Task: Go through the data that follows and restate each line exactly as it reads.

++++++++++

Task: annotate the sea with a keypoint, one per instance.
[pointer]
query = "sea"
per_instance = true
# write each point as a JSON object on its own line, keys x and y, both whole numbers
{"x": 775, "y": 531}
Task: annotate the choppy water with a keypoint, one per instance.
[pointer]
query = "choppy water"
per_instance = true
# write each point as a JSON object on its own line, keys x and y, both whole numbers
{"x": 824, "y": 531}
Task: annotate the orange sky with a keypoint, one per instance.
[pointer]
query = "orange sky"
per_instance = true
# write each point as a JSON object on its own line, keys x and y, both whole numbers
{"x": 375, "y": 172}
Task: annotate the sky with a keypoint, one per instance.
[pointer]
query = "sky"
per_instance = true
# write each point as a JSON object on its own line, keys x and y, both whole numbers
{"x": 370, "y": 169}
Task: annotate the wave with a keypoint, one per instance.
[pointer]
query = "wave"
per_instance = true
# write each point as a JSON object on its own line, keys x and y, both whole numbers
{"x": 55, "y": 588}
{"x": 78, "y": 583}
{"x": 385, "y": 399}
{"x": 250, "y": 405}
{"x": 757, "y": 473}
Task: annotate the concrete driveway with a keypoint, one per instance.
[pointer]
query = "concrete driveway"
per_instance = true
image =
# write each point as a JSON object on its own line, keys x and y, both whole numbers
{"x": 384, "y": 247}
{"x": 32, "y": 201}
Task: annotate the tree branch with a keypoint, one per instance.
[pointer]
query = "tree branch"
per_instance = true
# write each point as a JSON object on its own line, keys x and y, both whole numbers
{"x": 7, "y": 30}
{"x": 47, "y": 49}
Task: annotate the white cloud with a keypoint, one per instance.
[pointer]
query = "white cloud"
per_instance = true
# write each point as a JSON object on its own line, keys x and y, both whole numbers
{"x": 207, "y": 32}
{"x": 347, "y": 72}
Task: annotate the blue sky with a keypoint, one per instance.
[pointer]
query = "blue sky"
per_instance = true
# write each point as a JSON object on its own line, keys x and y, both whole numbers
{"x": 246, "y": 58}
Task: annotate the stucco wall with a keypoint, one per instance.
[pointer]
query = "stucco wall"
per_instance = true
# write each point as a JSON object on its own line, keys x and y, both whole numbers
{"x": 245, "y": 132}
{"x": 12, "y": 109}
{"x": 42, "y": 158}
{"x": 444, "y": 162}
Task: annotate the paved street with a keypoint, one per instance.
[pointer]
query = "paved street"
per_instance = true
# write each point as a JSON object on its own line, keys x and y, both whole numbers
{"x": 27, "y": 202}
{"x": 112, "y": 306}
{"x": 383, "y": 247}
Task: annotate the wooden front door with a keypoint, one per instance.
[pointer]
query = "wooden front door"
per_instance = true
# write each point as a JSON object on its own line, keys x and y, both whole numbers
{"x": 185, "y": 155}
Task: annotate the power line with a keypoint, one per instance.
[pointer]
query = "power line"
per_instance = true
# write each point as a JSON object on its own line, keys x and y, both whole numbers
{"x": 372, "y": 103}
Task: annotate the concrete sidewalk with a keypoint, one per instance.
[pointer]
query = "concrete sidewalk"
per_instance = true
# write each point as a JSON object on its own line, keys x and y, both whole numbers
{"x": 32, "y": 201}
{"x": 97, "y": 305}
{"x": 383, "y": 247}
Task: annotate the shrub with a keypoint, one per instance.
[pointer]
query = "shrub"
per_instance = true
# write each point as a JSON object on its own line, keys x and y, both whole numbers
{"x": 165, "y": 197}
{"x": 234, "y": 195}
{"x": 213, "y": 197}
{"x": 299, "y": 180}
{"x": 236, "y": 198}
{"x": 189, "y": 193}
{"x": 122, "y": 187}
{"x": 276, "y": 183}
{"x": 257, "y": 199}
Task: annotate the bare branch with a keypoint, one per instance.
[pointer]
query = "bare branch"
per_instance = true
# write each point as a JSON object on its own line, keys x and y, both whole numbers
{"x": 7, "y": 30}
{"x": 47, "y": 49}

++++++++++

Reply:
Task: annotate the sea with a keypoint, one per instance.
[pointer]
query = "sea"
per_instance = true
# write each point as a JSON object on its own line, keys x and y, both whole numbers
{"x": 775, "y": 531}
Task: annotate the choppy water with a keypoint, one per instance.
[pointer]
query = "choppy water"
per_instance = true
# write each point as a JSON object on its own line, keys x and y, both whole numbers
{"x": 824, "y": 531}
Task: annotate the orange sky with a keypoint, one per instance.
[pointer]
query = "orange sky"
per_instance = true
# write each point as a JSON object on its own line, keys x and y, both whole numbers
{"x": 375, "y": 172}
Task: annotate the sky with a keypoint, one per instance.
[pointer]
query = "sky"
per_instance = true
# write each point as a JSON object on its own line, keys x and y, both whole numbers
{"x": 370, "y": 169}
Task: annotate the wave with a keypoint, one per instance.
[pointer]
query = "wave"
per_instance = true
# write each point as a JSON object on its own line, keys x and y, both whole numbers
{"x": 55, "y": 588}
{"x": 78, "y": 583}
{"x": 385, "y": 399}
{"x": 250, "y": 405}
{"x": 757, "y": 473}
Task: annotate the concrete driveway with a keypoint, one per instance.
[pointer]
query = "concrete driveway"
per_instance = true
image =
# write each point as a JSON object on its own line, keys x and y, both whole numbers
{"x": 384, "y": 247}
{"x": 32, "y": 201}
Task: annotate the tree branch with a keypoint, one per instance.
[pointer]
query = "tree branch"
per_instance = true
# write each point as a JSON object on its own line, keys x and y, both whole numbers
{"x": 7, "y": 30}
{"x": 47, "y": 49}
Task: annotate the white cloud with a keypoint, one per instance.
[pointer]
query = "white cloud"
per_instance = true
# write each point as a JSON object on its own line, keys x and y, both whole numbers
{"x": 207, "y": 32}
{"x": 347, "y": 72}
Task: annotate the blue sky with a keypoint, one per instance.
[pointer]
query = "blue sky"
per_instance = true
# write each point as a JSON object on its own line, keys x and y, both whole numbers
{"x": 246, "y": 58}
Task: annotate the stucco wall with a keypoint, one per instance.
[pointer]
query = "stucco wall"
per_instance = true
# write each point as a JSON object on its own line, keys x and y, both whole numbers
{"x": 245, "y": 132}
{"x": 12, "y": 109}
{"x": 42, "y": 158}
{"x": 444, "y": 162}
Task: annotate the paved street with a keypoint, one per instance.
[pointer]
query = "paved street"
per_instance = true
# write each point as a JSON object on its own line, keys x and y, both whole numbers
{"x": 27, "y": 202}
{"x": 112, "y": 306}
{"x": 383, "y": 247}
Task: annotate the wooden front door with a keypoint, one per instance.
[pointer]
query = "wooden front door"
per_instance = true
# write each point as a JSON object on its own line, keys x and y, both whole numbers
{"x": 185, "y": 155}
Task: annotate the power line with a keypoint, one per instance.
[pointer]
query = "power line"
per_instance = true
# write each point as a JSON object on its own line, keys x and y, both whole numbers
{"x": 372, "y": 103}
Task: annotate the concrete sidewalk with a keypoint, one per instance.
[pointer]
query = "concrete sidewalk"
per_instance = true
# write each point as a JSON object on its own line, keys x and y, both whole numbers
{"x": 32, "y": 201}
{"x": 97, "y": 305}
{"x": 383, "y": 247}
Task: annotate the shrub with a keypoint, one per instance.
[pointer]
query = "shrub"
per_instance = true
# write each point as a JSON object on its own line, keys x and y, both whole numbers
{"x": 165, "y": 197}
{"x": 234, "y": 195}
{"x": 213, "y": 197}
{"x": 299, "y": 180}
{"x": 236, "y": 198}
{"x": 189, "y": 193}
{"x": 122, "y": 187}
{"x": 276, "y": 183}
{"x": 257, "y": 199}
Task: annotate the bare branch with a keypoint, one per instance.
[pointer]
query = "bare branch"
per_instance = true
# write each point as a JSON object on its own line, keys x and y, both whole numbers
{"x": 7, "y": 30}
{"x": 47, "y": 49}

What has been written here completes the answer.